─── Extract provided ───
Chalayan was born in the Turkish community of Nicosia on the island of Cyprus in 1970. His parents separated when he was a child. At the age of eight, he joined his father, who had moved to the United Kingdom. Chalayan was sent to a private school in London when he was twelve, but returned to Cyprus to study for his Alevel examinations. He went back to London and attended Central Saint Martin’s College at the age of nineteen to study fashion. Chalayan rose to fashion fame soon after he received his B.A. degree from Central Saint Martin’s in 1993. His graduating collection, titled The Tangent Flows, was the now infamous series of buried garments that were exhumed just before the show and presented with a text that explained the process.

The rituals of burial and resurrection gave the garments a dimension of reference to life, death, and urban decay in a process that transported the garments from the world of fashion to the kingdom of nature. Since then, Chalayan has collaborated with architects, artists, textile technologists and aerospace engineers; has won awards; and has been recognized as an artist in numerous museum presentations of his work.

The genius of Chalayan’s work lies in his ability to explore visual and intellectual principles that chart the spectral orientations of urban societies through such tangibles as clothing, buildings, vehicles, and furniture and through such abstractions as beauty, philosophy and feeling. Chalayan’s Aeroplane and Kite dresses (autumn-winter 1995) used the spatial relationship between the fabric and the body to reflect the relative meanings of speed and gravity. The dresses became dynamic interfaces between the human body and its surroundings; the Kite dress actually flew and was reunited with its wearer when it returned to earth.

A model steps into a Hussein Chalayan skirt. Chalayan incorporated a relation to architecture, geometry, and urban life into his designs. He launched his career in 1993 with a collection titled "The Tangent Flows," in which the garments had been buried and exhumed before the show, which depicted the process of life and death.

In Chalayan’s eyes, all garments are externalizations of the body in the same way that vehicles and buildings are proportioned to contain the human form. “Everything around us either relates to the body or to the environment,” Chalayan explained. “I think of modular systems where clothes are like small parts of an interior, the interiors are part of architecture, which is then a part of an urban environment. I think of fluid space where they are all a part of each other, just in different scales and proportions” (Quinn, p. 120). These sentiments were amplified in the Echoform collection (autumn-winter 1999) in dresses that mimicked airplane interiors. Chalayan attached padded headrests to the shoulders of the garments, evoking thoughts on the role of clothing as a component of a larger spatial system.


Likewise, the Geotrophics collection (spring-summer 1999) made chairs into wearable extensions of the human form. The chair dresses represented the idea of a nomadic existence facilitated by living within completely transportable environments. Determined to express “how the meaning of a nation evolves through conflict or natural boundaries,” Chalayan explored the body’s role as a locus for the construction of identity, highlighting the ways in which its appropriation by national regimes would orient and indoctrinate it according to the space in which it “belongs.”
───
**Aim A:** In the passage on Hussein Chalayan, what was the title of his graduating collection?
─── Data to use ───
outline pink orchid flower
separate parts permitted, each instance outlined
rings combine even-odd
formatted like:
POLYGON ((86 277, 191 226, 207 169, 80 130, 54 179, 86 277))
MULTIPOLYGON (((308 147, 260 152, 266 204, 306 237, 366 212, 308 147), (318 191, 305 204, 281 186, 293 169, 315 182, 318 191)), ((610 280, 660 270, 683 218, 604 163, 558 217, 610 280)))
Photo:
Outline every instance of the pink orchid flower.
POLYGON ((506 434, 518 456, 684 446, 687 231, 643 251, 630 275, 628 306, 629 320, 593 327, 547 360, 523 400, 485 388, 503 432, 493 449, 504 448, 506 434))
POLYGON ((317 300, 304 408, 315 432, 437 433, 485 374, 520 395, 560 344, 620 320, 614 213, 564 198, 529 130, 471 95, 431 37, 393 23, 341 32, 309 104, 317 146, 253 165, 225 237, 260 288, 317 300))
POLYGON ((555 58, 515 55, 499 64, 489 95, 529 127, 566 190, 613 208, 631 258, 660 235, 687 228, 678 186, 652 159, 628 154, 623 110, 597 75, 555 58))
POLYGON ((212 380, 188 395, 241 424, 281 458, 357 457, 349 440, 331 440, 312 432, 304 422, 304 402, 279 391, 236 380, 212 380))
───
**Aim B:** Rewrite the entries from their first line through the line with "POLYGON ((506 434, 518", both included, with nothing else. Multiply every polygon coordinate in the answers by 2.1 and round each result to a whole number, with halves rounded up. Leave the requests and their format samples unchanged.

**Final result A:** The Tangent Flows

**Final result B:**
outline pink orchid flower
separate parts permitted, each instance outlined
rings combine even-odd
formatted like:
POLYGON ((86 277, 191 226, 207 169, 80 130, 54 179, 86 277))
MULTIPOLYGON (((308 147, 260 152, 266 204, 306 237, 366 212, 308 147), (318 191, 305 204, 281 186, 293 169, 315 182, 318 191)), ((610 280, 660 270, 683 218, 604 163, 558 217, 610 280)))
Photo:
Outline every instance of the pink orchid flower.
POLYGON ((1063 911, 1088 958, 1436 937, 1443 485, 1350 527, 1323 578, 1319 643, 1321 672, 1245 687, 1149 756, 1098 840, 1019 815, 1056 907, 1035 943, 1058 941, 1063 911))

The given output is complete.